What the task asks ::
Reproduce verbatim only the lines from the one containing "of the knit" through the last line below, both included.

Begin

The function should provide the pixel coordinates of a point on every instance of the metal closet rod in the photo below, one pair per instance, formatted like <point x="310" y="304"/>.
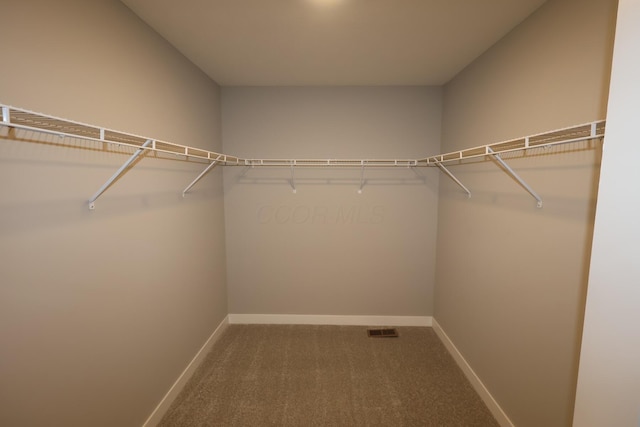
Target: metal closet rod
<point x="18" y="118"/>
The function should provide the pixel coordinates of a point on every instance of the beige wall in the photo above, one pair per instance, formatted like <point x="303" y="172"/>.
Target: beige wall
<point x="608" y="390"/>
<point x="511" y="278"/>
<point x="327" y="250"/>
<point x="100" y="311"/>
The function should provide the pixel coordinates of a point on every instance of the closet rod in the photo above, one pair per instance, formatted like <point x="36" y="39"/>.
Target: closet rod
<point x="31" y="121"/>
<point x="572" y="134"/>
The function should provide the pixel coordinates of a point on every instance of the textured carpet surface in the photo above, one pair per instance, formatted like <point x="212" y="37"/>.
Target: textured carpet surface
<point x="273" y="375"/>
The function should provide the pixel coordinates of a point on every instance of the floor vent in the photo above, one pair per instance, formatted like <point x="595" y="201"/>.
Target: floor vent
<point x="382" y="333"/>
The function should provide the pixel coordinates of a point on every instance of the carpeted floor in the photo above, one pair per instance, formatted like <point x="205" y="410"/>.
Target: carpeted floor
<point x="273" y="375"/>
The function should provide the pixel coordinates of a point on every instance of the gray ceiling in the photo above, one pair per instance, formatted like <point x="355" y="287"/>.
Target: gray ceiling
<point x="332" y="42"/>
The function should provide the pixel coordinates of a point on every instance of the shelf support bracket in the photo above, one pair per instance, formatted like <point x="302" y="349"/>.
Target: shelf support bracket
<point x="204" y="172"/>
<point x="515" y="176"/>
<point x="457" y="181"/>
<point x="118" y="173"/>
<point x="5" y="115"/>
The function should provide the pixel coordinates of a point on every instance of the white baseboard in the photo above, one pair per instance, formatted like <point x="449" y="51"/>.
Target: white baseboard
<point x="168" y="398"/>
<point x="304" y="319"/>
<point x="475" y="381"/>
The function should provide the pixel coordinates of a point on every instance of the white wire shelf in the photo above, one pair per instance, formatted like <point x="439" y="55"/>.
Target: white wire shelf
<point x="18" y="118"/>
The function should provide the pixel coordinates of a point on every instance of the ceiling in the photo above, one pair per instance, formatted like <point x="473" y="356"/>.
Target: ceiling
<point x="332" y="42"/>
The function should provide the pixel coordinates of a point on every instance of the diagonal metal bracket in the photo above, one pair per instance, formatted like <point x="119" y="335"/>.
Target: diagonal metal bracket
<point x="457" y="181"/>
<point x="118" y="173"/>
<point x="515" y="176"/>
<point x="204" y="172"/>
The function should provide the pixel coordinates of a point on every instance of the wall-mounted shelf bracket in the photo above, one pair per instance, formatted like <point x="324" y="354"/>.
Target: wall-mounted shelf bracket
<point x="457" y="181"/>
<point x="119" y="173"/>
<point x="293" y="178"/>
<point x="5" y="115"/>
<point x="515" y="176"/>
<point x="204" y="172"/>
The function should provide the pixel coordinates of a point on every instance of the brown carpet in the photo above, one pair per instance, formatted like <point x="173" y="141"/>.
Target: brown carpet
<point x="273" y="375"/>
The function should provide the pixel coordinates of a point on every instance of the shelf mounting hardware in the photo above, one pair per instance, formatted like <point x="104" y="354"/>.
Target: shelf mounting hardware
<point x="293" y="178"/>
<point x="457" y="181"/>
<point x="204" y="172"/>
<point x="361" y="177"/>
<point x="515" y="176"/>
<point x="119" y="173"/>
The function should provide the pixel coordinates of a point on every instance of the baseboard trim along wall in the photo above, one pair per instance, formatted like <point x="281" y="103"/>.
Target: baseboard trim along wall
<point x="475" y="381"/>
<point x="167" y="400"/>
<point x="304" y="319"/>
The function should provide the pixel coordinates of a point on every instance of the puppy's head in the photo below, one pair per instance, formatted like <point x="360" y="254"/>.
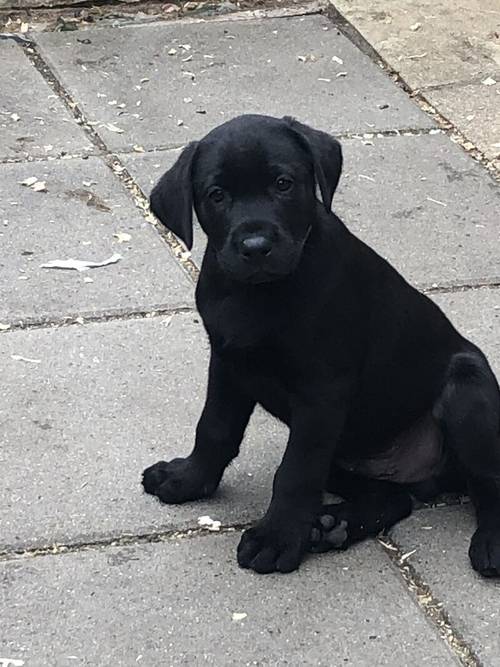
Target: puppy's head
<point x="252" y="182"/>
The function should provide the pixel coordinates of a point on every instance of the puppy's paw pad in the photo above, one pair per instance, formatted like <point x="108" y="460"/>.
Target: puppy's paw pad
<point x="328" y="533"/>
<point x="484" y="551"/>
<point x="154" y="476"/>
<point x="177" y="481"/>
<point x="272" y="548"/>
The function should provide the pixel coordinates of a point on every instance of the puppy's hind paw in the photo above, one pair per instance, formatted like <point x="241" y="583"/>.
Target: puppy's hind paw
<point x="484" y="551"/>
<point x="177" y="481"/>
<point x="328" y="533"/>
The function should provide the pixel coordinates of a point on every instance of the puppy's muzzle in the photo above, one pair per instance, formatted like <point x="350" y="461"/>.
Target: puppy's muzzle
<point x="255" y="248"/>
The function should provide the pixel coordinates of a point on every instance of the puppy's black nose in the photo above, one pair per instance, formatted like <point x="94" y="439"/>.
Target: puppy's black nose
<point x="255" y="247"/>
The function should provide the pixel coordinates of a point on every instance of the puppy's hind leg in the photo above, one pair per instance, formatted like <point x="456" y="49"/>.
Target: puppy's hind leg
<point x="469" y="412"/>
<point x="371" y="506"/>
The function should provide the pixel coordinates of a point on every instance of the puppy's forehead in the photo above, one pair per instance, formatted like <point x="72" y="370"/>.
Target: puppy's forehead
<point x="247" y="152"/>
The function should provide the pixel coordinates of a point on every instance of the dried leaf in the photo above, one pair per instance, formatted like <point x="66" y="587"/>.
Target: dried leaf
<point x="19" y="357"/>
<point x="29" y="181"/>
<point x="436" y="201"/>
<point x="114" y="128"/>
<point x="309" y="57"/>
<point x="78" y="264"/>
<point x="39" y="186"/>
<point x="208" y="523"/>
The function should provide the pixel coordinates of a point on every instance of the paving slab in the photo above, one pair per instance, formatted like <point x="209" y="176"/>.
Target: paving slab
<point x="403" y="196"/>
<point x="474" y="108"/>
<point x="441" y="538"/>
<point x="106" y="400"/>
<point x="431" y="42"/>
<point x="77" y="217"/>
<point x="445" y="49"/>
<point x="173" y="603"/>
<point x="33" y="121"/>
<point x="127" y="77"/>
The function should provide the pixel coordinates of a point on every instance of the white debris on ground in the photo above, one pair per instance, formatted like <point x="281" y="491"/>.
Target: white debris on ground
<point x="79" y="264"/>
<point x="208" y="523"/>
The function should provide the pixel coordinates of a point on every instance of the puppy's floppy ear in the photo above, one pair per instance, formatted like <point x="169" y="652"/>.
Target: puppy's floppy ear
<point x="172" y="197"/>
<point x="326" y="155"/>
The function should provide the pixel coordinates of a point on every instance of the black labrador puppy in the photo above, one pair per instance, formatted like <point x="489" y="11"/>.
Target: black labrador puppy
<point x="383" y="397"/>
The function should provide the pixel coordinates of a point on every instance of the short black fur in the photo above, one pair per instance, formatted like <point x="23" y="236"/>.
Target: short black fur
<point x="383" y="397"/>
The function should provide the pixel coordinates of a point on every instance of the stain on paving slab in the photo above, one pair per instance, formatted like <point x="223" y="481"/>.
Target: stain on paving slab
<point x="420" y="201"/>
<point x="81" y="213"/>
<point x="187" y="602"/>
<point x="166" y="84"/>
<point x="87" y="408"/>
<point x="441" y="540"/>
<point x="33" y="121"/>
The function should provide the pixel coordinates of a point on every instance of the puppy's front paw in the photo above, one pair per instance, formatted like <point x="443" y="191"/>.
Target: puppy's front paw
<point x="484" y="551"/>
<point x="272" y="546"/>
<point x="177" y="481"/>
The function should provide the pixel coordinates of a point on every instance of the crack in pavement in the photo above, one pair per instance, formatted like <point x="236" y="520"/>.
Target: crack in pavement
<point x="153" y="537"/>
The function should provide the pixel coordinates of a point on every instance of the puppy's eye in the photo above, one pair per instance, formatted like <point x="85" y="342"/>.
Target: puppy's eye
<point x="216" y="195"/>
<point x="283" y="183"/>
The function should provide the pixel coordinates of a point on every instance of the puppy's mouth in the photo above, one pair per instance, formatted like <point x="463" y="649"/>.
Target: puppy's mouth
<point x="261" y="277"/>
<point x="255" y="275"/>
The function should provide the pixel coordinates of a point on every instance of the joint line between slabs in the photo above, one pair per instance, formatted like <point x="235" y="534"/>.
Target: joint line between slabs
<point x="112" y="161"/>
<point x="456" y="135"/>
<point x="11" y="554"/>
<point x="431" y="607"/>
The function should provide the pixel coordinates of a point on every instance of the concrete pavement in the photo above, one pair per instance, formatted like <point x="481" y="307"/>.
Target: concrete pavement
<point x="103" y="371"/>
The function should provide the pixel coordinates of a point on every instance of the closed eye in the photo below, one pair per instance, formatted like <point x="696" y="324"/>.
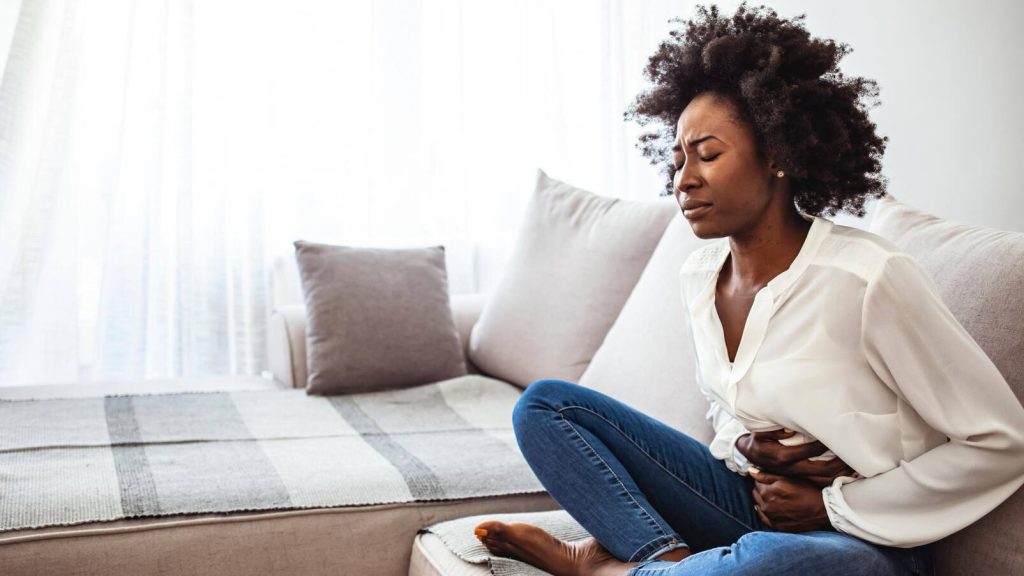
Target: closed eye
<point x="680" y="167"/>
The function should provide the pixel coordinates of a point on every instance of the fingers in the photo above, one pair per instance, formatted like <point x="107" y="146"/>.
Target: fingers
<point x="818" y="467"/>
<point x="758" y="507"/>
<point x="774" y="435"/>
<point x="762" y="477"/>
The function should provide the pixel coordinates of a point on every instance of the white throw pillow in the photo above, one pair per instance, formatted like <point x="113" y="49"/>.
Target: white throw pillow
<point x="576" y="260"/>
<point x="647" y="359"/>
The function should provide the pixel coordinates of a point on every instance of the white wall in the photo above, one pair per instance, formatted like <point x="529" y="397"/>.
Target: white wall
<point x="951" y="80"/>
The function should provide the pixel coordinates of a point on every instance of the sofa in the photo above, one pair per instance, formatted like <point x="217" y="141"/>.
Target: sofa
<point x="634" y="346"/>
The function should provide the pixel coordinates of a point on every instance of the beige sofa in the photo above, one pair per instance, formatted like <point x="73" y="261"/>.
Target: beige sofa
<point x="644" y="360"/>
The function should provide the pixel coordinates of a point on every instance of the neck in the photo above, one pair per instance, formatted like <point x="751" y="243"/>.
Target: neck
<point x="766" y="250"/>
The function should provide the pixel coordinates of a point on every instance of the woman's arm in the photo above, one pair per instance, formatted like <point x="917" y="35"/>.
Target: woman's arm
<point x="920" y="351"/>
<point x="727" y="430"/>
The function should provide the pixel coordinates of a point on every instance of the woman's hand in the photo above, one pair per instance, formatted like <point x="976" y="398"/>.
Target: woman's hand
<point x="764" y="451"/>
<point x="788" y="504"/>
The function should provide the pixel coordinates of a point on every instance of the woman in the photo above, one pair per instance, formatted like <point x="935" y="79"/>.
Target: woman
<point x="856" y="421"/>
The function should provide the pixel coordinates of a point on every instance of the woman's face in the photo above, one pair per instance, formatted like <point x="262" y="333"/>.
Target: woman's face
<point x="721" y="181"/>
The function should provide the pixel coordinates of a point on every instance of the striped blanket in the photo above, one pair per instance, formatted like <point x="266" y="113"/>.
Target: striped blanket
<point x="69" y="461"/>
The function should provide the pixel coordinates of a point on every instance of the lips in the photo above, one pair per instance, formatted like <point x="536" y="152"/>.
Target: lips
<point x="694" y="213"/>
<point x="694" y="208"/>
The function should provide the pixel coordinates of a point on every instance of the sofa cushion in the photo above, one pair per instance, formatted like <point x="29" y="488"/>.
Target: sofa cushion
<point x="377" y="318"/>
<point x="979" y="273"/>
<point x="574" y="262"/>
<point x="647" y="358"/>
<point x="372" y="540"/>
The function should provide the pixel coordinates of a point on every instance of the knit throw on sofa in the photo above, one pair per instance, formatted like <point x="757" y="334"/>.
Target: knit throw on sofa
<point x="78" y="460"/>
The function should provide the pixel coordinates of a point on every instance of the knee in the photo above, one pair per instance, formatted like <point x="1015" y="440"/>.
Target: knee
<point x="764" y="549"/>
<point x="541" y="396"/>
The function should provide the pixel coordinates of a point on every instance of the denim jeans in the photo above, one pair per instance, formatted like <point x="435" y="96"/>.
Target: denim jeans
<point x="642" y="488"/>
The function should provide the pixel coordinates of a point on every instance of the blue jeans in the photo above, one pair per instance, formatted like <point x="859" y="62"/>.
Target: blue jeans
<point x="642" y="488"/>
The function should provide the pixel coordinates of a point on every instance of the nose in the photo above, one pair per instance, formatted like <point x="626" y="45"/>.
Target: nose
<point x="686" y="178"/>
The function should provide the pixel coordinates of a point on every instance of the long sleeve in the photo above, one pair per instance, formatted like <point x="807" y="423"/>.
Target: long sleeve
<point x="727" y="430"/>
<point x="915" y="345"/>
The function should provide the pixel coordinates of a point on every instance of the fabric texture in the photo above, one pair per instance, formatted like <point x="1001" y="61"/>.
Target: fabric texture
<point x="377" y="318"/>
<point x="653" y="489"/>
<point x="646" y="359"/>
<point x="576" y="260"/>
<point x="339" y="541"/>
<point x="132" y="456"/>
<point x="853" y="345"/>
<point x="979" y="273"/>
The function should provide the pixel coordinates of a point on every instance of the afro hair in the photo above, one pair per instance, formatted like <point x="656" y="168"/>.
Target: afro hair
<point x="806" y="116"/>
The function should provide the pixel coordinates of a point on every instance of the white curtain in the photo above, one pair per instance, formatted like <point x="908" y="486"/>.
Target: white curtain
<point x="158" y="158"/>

End

Answer to the problem ::
The function should provide the pixel coordinates of a point on every instance of the knit throw on sofa in the photo above, one pair per instance, formatted like <point x="757" y="334"/>.
Target: knit throw on sofa
<point x="78" y="460"/>
The function should provide the pixel coordinates of a point on every instance of the knee in the photo above, one pair per instance, formatted like <point x="1015" y="440"/>.
Target: knee
<point x="764" y="549"/>
<point x="541" y="396"/>
The function should provide the pixel coordinates of a point on every instance of the denim jeans in the photo above, one pair per instance, formatted like <point x="435" y="96"/>.
Target: denim jeans
<point x="642" y="488"/>
The function should provide the pixel coordinates of a point on every instance of the blue jeans in the photo above, one pair per instance, formatted like <point x="859" y="62"/>.
Target: blue jeans
<point x="642" y="488"/>
The function should provide the pixel coordinates of a point on every instance of the nose in the photo above, one pair per instance, formatted like <point x="626" y="45"/>.
Target: nose
<point x="686" y="178"/>
The function should provide the pixel coordinates of a point on every instance of the long sleeve in the photo above, one pair per instance, formatted like <point x="807" y="423"/>.
Target: long sleeve
<point x="727" y="430"/>
<point x="915" y="345"/>
The function should provide the pixel coordinates of a point on every instance of the fabric texture in the photo above, one pair per instance, formatted like <point x="1001" y="61"/>.
Target: fabric texture
<point x="377" y="318"/>
<point x="653" y="489"/>
<point x="646" y="359"/>
<point x="576" y="260"/>
<point x="339" y="541"/>
<point x="132" y="456"/>
<point x="853" y="345"/>
<point x="979" y="273"/>
The function should provide the pixel coordinates of a point on every instance of the afro hair in the photo above, one pair per instance, formatted like <point x="656" y="168"/>.
Target: afro hair
<point x="806" y="116"/>
The function should provide the pixel coordinates of a point on every instance of the white curtain in the photo above, one pair per instance, formatted like <point x="908" y="486"/>.
Target: white curtain
<point x="158" y="158"/>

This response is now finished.